A nurse reaches under a counter, pulls out a used syringe, and hands it to a colleague. Moments later, it heads toward another child’s arm. A doctor injects a patient without sterile gloves. A volunteer — unqualified, officially banned from the children’s ward — draws medicine from a contaminated vial and injects child after child.

This is THQ Hospital in Taunsa, in Pakistan’s Punjab province, filmed covertly by BBC Eye over several weeks in late 2025. The hospital’s director, Dr Qasim Buzdar, says none of it is real.

“This footage could also be staged”

Buzdar was appointed in March 2025 to clean up the facility after it was linked to a devastating HIV outbreak among local children. Shown the undercover footage, he told the BBC it must have been recorded before his tenure. Told it was filmed on his watch, he offered: “This footage could also be staged.”

“Infection prevention controls are followed at THQ Taunsa,” he said. Asked what he would say to parents watching, he replied: “I can say to them with certainty, with confidence, that you should get your treatment done at THQ Taunsa.”

Over 32 hours of filming, BBC Eye witnessed syringes being reused on multi-dose vials on ten occasions. In four cases, medicine from the same vial was given to a different child. Staff injected patients without sterile gloves 66 times. Syringes, needles, and open vials were left scattered on countertops.

331 children, and a pattern of denial

BBC Eye identified 331 children who tested positive for HIV in Taunsa between November 2024 and October 2025, using data from the Punjab AIDS screening programme, private clinics, and a leaked police dataset. Of 97 infected children whose families were tested, only four mothers were positive — ruling out mother-to-child transmission in most cases. Provincial data lists “contaminated needle” as the mode in more than half.

Nine children have died. Nineteen new cases emerged in the past four months alone.

Eight-year-old Mohammed Amin died shortly after testing positive. His fevers were so severe he insisted on sleeping in the rain, his mother Sughra recalled. He writhed in pain “like he’d been thrown in hot oil.” His sister Asma, ten, also tested positive. Sughra does not have the virus. Both children had received injections at THQ Taunsa.

Asma now faces lifelong antiretroviral treatment. Neighbours stop their children from playing with her. “She asks her mother, ‘What is wrong with me?’” her uncle told the BBC.

*Task description*.
Extend the report on the HIV outbreak among children in Taunsa past its last paragraph. The records have no connection to the report on the HIV outbreak in Taunsa.

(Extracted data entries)
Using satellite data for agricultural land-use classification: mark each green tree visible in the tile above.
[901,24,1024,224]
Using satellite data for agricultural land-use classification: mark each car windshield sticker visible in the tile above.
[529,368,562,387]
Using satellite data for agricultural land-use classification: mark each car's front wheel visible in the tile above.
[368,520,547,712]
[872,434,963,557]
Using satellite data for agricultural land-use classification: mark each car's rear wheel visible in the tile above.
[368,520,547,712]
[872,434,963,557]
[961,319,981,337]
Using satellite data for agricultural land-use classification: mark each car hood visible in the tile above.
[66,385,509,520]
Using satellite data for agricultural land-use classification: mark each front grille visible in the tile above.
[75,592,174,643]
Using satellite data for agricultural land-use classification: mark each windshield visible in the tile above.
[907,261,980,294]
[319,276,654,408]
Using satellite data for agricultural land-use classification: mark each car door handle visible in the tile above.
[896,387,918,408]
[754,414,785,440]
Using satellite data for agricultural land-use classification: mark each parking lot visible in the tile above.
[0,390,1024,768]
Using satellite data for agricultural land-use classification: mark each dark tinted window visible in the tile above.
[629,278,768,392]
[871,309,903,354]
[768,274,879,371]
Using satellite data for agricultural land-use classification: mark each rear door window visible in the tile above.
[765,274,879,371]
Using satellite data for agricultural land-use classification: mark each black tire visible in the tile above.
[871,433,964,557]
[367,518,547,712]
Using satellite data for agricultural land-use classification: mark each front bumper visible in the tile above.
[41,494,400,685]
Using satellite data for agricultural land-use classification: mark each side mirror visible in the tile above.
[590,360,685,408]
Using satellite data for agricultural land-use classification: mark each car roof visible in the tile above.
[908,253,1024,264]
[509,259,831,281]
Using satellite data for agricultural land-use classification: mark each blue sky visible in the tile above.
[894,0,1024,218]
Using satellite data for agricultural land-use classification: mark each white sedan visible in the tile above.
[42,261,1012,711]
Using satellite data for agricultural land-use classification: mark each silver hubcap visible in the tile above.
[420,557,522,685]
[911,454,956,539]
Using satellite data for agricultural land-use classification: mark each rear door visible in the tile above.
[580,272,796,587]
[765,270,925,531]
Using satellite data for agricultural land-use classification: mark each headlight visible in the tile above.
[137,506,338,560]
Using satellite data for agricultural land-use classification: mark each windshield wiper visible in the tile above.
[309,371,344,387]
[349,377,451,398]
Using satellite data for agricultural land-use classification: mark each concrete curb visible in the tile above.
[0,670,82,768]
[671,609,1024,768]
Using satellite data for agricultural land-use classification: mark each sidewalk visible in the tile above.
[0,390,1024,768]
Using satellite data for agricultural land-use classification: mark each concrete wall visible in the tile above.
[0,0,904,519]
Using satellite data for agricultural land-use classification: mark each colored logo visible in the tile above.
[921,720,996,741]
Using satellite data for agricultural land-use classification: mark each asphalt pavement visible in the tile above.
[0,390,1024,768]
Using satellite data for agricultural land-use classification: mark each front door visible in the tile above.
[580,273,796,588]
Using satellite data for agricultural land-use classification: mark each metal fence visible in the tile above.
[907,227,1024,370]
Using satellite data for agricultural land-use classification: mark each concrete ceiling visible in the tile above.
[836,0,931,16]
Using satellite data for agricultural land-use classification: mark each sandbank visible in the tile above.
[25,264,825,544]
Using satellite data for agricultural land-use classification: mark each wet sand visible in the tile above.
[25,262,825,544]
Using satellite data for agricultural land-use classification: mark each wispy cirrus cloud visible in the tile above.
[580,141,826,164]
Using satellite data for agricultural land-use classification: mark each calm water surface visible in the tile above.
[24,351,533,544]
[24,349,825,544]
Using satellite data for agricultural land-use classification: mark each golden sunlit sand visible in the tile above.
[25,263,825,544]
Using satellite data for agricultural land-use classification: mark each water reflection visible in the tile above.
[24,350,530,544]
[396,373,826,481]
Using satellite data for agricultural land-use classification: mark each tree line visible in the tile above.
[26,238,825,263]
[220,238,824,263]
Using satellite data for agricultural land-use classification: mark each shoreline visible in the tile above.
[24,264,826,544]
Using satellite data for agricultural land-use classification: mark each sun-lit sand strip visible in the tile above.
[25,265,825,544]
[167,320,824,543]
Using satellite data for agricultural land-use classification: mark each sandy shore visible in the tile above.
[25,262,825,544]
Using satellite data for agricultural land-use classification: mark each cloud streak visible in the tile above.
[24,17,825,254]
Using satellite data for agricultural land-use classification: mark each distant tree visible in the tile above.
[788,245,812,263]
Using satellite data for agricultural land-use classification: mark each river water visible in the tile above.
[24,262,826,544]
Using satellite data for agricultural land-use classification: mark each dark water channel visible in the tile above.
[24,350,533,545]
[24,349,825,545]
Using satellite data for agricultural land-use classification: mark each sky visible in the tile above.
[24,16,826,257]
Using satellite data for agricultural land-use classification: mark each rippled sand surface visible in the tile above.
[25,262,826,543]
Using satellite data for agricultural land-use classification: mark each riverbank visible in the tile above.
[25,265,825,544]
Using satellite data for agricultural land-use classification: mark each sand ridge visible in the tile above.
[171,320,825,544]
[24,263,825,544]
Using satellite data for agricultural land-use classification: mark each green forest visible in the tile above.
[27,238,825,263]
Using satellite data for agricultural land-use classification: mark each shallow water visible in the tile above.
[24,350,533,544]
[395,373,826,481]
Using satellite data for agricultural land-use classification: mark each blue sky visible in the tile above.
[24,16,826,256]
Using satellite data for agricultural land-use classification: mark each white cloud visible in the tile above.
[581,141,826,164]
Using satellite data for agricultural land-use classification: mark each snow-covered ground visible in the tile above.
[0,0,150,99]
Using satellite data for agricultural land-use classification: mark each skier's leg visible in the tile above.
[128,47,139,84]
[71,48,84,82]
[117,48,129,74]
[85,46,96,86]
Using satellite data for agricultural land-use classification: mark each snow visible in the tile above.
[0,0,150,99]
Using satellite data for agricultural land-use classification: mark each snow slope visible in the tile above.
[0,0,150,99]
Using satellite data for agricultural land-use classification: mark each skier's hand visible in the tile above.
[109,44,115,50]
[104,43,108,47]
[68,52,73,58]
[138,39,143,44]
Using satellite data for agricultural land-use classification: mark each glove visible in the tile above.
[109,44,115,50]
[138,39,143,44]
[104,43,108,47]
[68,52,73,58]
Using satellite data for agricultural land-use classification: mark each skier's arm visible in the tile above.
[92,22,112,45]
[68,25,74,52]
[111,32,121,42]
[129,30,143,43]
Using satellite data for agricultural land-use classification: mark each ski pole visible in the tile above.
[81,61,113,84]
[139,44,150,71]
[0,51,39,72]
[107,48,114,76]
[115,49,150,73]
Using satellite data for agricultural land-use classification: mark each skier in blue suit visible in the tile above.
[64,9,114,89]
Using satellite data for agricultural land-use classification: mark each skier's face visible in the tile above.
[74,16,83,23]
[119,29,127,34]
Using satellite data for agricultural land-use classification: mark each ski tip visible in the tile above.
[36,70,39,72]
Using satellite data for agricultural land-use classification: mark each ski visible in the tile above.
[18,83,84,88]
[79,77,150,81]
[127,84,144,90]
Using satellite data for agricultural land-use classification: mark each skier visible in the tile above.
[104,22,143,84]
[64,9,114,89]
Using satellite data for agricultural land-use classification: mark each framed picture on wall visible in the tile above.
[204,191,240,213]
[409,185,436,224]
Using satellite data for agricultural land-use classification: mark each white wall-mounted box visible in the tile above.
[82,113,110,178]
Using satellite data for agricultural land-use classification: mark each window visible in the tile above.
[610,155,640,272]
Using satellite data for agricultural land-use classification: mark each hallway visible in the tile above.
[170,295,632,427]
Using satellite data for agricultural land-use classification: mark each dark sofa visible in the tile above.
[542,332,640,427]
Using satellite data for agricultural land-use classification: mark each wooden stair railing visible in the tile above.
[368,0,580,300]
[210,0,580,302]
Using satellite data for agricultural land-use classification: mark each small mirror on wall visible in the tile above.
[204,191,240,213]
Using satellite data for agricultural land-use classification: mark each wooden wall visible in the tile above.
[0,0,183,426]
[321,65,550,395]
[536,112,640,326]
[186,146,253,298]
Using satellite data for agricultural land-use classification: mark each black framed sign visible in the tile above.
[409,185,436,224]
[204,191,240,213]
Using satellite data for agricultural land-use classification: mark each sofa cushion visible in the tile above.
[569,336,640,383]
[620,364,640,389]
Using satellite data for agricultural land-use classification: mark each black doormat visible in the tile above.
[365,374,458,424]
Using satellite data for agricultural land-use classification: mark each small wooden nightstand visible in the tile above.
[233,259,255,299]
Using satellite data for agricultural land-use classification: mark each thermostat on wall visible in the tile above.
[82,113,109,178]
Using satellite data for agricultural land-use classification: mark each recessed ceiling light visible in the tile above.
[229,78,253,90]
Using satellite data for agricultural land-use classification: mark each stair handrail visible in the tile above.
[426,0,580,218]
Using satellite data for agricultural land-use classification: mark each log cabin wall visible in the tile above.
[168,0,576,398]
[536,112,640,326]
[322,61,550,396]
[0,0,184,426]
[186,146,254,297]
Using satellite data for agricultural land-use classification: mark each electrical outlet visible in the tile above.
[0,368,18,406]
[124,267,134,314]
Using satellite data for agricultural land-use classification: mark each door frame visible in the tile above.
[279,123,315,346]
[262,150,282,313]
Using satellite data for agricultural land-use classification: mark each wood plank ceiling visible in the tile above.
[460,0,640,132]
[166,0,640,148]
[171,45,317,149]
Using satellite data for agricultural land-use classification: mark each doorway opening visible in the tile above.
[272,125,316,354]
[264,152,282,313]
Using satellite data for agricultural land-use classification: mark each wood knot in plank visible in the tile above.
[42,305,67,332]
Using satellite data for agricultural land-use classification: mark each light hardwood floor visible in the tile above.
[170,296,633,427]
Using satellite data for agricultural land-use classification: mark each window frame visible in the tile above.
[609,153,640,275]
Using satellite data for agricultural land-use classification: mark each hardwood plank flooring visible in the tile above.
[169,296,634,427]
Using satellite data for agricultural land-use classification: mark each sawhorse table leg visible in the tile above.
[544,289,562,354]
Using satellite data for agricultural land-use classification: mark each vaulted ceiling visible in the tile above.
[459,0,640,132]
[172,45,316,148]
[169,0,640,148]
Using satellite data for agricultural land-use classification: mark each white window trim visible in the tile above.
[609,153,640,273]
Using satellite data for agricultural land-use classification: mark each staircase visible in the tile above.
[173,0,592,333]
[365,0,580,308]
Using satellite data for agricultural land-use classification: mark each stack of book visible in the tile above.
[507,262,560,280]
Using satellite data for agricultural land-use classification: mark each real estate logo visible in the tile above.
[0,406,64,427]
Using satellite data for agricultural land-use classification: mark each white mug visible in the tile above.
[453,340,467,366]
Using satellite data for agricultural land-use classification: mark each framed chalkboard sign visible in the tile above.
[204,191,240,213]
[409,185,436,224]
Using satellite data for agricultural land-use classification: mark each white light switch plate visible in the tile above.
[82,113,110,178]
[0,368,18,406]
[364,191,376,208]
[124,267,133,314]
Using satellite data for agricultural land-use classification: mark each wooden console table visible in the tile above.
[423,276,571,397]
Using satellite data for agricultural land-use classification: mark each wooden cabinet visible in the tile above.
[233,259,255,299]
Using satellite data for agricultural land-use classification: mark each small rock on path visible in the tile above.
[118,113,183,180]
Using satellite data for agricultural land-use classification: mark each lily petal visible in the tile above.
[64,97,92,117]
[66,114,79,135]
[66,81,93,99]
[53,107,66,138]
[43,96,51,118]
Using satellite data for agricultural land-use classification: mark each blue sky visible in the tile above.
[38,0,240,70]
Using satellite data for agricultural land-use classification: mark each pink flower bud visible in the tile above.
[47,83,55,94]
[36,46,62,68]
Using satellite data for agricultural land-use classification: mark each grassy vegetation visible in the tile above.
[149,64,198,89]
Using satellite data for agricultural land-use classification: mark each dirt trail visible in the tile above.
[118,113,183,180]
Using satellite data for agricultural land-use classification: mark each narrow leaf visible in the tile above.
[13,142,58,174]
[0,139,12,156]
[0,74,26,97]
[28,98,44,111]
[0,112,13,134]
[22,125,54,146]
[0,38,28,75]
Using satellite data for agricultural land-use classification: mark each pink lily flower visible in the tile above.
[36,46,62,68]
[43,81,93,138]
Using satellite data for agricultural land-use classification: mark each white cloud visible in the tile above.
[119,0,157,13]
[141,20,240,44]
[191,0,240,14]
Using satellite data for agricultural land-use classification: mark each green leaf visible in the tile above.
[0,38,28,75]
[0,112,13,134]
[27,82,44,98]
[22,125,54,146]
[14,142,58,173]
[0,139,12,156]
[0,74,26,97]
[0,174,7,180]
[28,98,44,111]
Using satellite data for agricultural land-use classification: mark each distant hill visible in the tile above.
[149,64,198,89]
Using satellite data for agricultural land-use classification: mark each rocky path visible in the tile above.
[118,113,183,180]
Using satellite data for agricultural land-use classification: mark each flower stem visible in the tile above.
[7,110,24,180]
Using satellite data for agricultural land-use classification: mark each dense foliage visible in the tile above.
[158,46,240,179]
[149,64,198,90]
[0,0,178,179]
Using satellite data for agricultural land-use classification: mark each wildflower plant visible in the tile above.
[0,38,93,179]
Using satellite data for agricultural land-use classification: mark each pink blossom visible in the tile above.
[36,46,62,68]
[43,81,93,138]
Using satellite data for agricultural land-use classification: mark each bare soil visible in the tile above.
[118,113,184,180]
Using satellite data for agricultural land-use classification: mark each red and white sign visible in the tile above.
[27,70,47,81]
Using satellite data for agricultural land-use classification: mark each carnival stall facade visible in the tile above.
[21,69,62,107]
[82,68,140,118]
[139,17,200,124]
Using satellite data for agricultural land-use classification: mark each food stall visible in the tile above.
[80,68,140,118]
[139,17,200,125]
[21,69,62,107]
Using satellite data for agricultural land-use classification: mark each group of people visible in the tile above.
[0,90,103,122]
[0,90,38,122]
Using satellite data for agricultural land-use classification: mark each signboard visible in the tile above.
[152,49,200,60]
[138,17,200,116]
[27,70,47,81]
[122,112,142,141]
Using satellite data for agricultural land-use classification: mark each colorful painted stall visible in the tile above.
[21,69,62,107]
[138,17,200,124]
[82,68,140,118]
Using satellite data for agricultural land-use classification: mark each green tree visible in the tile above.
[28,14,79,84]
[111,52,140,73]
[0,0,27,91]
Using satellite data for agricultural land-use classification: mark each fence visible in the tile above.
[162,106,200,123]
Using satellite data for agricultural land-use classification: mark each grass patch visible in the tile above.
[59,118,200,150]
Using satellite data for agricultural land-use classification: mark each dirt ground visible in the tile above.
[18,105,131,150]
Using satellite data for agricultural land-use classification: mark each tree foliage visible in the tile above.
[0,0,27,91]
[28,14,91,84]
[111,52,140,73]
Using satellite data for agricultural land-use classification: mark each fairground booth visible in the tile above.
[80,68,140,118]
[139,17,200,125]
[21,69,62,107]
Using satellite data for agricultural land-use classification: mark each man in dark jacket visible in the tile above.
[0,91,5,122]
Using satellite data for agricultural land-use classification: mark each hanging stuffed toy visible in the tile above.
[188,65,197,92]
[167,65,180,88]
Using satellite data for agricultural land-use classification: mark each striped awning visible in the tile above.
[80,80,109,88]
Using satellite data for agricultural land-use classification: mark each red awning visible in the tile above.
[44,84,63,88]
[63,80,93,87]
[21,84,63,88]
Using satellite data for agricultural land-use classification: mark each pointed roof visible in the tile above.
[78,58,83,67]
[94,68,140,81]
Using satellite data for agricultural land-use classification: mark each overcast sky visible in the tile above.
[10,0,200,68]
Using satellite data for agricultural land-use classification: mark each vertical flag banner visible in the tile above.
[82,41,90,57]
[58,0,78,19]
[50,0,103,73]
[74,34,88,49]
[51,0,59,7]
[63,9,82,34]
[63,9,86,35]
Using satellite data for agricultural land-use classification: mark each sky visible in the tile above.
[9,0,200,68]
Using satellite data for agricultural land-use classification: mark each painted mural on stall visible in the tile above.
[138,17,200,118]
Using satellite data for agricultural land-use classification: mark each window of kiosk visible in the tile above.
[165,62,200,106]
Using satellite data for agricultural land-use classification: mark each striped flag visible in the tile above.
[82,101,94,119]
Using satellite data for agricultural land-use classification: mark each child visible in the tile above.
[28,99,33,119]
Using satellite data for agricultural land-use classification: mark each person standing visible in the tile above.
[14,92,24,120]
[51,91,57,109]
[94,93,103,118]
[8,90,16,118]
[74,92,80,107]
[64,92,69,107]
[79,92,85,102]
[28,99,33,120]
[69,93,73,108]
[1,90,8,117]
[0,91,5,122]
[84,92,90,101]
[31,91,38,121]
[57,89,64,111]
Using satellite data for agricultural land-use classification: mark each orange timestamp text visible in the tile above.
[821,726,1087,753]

*Answer for this exercise*.
Systemic failure, not a single bad hospital

The crisis mirrors a pattern. In 2019, hundreds of children in Ratodero, Sindh province, contracted HIV through contaminated equipment. By 2021, that number reached 1,500, and new infections continue. In Karachi, 84 children treated at a government hospital tested positive; the federal health minister confirmed syringe reuse as the cause.

Pakistan has one of the world’s highest rates of therapeutic injections, many medically unnecessary. Dr Fatima Mir of Aga Khan University Hospital says patients and doctors default to injections when oral medication would suffice. Supply shortages compound the problem — nurses must make limited stocks last an entire month.

The Punjab health department said “no validated epidemiological evidence” had “conclusively established THQ as a source,” pointing to a joint mission with Unicef, WHO, and UNAIDS that highlighted unregulated private clinics and unscreened blood transfusions. Auto-disable syringes had been supplied to all government hospitals, it said, and 240 unlicensed clinics sealed.

Yet the BBC obtained the joint mission’s own April 2025 inspection report, which found conditions at THQ Taunsa “especially concerning.” Unsafe injection practices were “common.” Cannulas were unlabelled. Hand hygiene was neglected. No sanitizers were available.

Suspended medical superintendent Dr Tayyab Chandio was quietly reassigned within three months to a rural health centre on Taunsa’s outskirts, where he continues to treat children. The local government said “no inquiry outcome has legally barred” him from practice.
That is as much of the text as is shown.